TEXTAUSSCHNITT.
————

Biontech testet therapeutischen Darmkrebs-Impfstoff |
Theo Dingermann |
01.10.2021 16:00 Uhr |
Tumorzellen besitzen Proteine und damit Angriffsziele für das Immunsystem, die gesunde Körperzellen nicht haben. Diese unterscheiden sich interindividuell stark. / Foto: Fotolia/psdesign1
In einer Pressemitteilung gab Biontech heute bekannt, dass der erste Darmkrebspatient in einer klinischen Phase-II-Studie mit dem individualisierten mRNA-Krebsimpfstoff BNT122 (Autogenes Cevumeran, RO7198457) behandelt wurde. Der Vakzinekandidat wurde in Kooperation mit der Firma Genentech entwickelt.

————

[Auszüge aus einer Sammlung von Datensätzen]
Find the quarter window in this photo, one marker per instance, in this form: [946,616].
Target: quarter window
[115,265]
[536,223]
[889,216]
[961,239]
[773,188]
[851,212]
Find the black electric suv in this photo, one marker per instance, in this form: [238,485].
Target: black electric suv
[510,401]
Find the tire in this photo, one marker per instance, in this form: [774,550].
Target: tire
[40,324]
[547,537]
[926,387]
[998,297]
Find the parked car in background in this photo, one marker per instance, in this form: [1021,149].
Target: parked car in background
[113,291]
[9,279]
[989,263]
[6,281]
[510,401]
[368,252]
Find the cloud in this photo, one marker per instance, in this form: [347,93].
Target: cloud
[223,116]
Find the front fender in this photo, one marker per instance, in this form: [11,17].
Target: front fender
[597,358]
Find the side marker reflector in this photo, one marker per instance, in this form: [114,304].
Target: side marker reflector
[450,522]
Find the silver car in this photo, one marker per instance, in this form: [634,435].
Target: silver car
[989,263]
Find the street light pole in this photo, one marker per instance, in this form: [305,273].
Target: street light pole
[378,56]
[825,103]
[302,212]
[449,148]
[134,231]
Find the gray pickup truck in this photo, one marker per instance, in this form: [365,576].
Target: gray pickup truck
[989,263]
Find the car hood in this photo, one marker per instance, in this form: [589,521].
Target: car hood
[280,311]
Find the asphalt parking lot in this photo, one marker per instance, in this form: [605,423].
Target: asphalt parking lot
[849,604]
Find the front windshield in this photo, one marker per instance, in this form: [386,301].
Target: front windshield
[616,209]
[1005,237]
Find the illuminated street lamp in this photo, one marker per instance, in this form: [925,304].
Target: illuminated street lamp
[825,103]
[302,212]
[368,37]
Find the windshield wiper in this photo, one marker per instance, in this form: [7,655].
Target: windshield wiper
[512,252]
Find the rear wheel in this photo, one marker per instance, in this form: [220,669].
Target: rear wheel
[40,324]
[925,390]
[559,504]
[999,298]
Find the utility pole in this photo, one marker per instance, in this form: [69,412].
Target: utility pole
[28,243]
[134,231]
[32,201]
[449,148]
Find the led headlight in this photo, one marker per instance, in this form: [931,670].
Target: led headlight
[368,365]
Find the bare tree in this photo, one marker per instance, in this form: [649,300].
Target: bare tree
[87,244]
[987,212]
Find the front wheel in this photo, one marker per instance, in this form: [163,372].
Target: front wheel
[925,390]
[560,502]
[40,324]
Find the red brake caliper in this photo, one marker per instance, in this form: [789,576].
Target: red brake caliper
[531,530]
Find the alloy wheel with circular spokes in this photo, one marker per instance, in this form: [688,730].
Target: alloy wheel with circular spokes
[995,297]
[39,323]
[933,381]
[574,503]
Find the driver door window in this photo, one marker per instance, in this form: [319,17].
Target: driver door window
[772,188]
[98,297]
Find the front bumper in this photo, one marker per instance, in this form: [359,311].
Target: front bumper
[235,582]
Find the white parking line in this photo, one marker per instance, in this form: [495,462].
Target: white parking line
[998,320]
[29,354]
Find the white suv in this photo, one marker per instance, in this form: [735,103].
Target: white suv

————

Bitte gib den Abschnitt des Textes über den Darmkrebs-Impfstoff wortgetreu wieder, beginnend bei „Biontech testet therapeutischen“ und endend bei „Firma Genentech entwickelt.“.

LÖSUNG.
Biontech testet therapeutischen Darmkrebs-Impfstoff |
Theo Dingermann |
01.10.2021 16:00 Uhr |
Tumorzellen besitzen Proteine und damit Angriffsziele für das Immunsystem, die gesunde Körperzellen nicht haben. Diese unterscheiden sich interindividuell stark. / Foto: Fotolia/psdesign1
In einer Pressemitteilung gab Biontech heute bekannt, dass der erste Darmkrebspatient in einer klinischen Phase-II-Studie mit dem individualisierten mRNA-Krebsimpfstoff BNT122 (Autogenes Cevumeran, RO7198457) behandelt wurde. Der Vakzinekandidat wurde in Kooperation mit der Firma Genentech entwickelt.